Given passage:
§ §
The Role of AI in Society and Governance Models

00:35:16
Speaker
And meanwhile, this king is just sitting there and it's like, well, I can't explain to you all the reasons why that won't work or I could try, but it might be a little bit hard. So,
00:35:25
Speaker
Yeah, I don't know. I think we might undergo some difficult conversations. But again, I almost feel like the parent-child metaphor, only in this case, I guess the AI is taking the role of the parent, saying, you know, like, okay, I have more perspective on this than you. And, you know, here's how I can try to help you understand this at the very least.
00:35:48
Speaker
Yeah, one thing that's kind of an assumption in this whole concern about AIs like taking off too quickly is that people will want them to or like will be okay with handing over power. And one thing I'm curious about is like, could you imagine a world where that doesn't happen? What if we have like liquid democracy and all these kind of empowering things that let people make policy changes and then people look at AIs and they're like, yeah, I don't trust them. Even if like they're proven to be accurate, you know, like the way that a lot of science is overall today, some people might still turn their backs and be like, I don't want to do that.
00:36:18
Speaker
And what if we use those new forms of democratic power, just kind of shut it all down and find ourselves in some kind of dead end where we no longer progress technologically.
00:36:26
Speaker
One thing I've been thinking a lot about is conveying to people a sense of agency in the process and that AI as a technology that can be helpful to them. It needs to show its results, show that it is worthy of being put in that position of being trusted, basically. But I think there's two different ways that it can be viewed. It can be viewed as an imposition. I think maybe one of the dangers is things are so government controlled in our stories that there could be a danger of seeing it as an imposition from the government.
00:36:56
Speaker
But ideally, what we would want to have is a sense of empowerment and that these are tools, AI as prosthetic, you know, as something that makes you able to do things that you couldn't before. And so I think there is a real task to be done, you know, conveying this idea of AI as prosthetic, conveying this idea of AI as being something empowering and something that is having a positive impact.
00:37:23
Speaker
You can have all sorts of ideas but even if they're good ideas, they might not be conveyed to people. I think we recently had the failure or current failure anyway of Mark Zuckerberg's metaverse. It seems like it's not really taking off the way that he wants it to and I think part of that is because people didn't see or haven't seen yet that there is something in there that they might want to find compelling. So I think there is something to be done and I'm not sure
00:37:52
Speaker
if this is the role of the government or other institutions or maybe everybody together to kind of, you know, this has to be an artificial intelligence that is, you know, working for us and helping us meet our personal goals, you know, that can be trusted. But there's a role to be played of sort of spreading that message and communicating to people that they can do great things and feel empowered by this technology.
00:38:24
Speaker
Improved governance tools aren't always top of mind in science fiction. It's pretty easy to imagine a futuristic gun or high-tech power plant. But what about a super-powered democracy? In this world, social systems are clearly presented as technologies, and their development plays a key role in the storytelling. I wanted to hear about Holly and Jackson's inspirations, and their thoughts about why this kind of story may be somewhat rare in popular depictions of the future.
§ §
Information provided:

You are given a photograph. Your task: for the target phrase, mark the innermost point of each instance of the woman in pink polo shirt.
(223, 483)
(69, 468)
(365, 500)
§ §
Tasks for this exercise:
**1.** In the AI governance transcript, translate the sentence "It can be viewed as an imposition." into Spanish.
**2.** According to the AI governance transcript, whose metaverse is described as not taking off the way its creator wants?
**3.** From the AI governance transcript, repeat everything from "The Role of AI" down to "the very least.".

Answers below:
**1.** Puede verse como una imposición.

**2.** Mark Zuckerberg's.

**3.**
The Role of AI in Society and Governance Models

00:35:16
Speaker
And meanwhile, this king is just sitting there and it's like, well, I can't explain to you all the reasons why that won't work or I could try, but it might be a little bit hard. So,
00:35:25
Speaker
Yeah, I don't know. I think we might undergo some difficult conversations. But again, I almost feel like the parent-child metaphor, only in this case, I guess the AI is taking the role of the parent, saying, you know, like, okay, I have more perspective on this than you. And, you know, here's how I can try to help you understand this at the very least.